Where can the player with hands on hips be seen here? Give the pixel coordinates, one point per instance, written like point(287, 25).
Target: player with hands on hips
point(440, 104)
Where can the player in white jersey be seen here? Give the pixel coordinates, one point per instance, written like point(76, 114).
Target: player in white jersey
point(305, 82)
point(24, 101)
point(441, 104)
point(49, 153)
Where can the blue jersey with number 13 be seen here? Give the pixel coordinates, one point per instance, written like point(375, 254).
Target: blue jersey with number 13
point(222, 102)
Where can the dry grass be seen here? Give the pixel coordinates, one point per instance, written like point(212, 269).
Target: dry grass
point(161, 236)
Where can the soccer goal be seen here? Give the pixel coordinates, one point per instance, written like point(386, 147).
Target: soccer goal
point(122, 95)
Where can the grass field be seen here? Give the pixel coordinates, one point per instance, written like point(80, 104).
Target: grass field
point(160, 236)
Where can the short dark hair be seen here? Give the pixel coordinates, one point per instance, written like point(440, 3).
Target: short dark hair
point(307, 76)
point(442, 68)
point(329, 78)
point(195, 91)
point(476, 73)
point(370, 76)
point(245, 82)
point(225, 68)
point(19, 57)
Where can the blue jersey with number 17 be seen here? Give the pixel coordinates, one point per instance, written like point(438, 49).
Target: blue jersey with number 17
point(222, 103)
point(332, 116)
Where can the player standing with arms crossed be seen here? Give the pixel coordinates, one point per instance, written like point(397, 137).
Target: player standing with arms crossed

* * *

An exact copy of the lines above, from the one containing "Where can the grass" through the one containing "Where can the short", is the whole of the answer.

Where can the grass field be seen here? Give the pixel coordinates, one point per instance, written like point(80, 104).
Target: grass field
point(160, 236)
Where can the short dark hair be seen here? Give the pixel coordinates, one point per instance, written like point(440, 3).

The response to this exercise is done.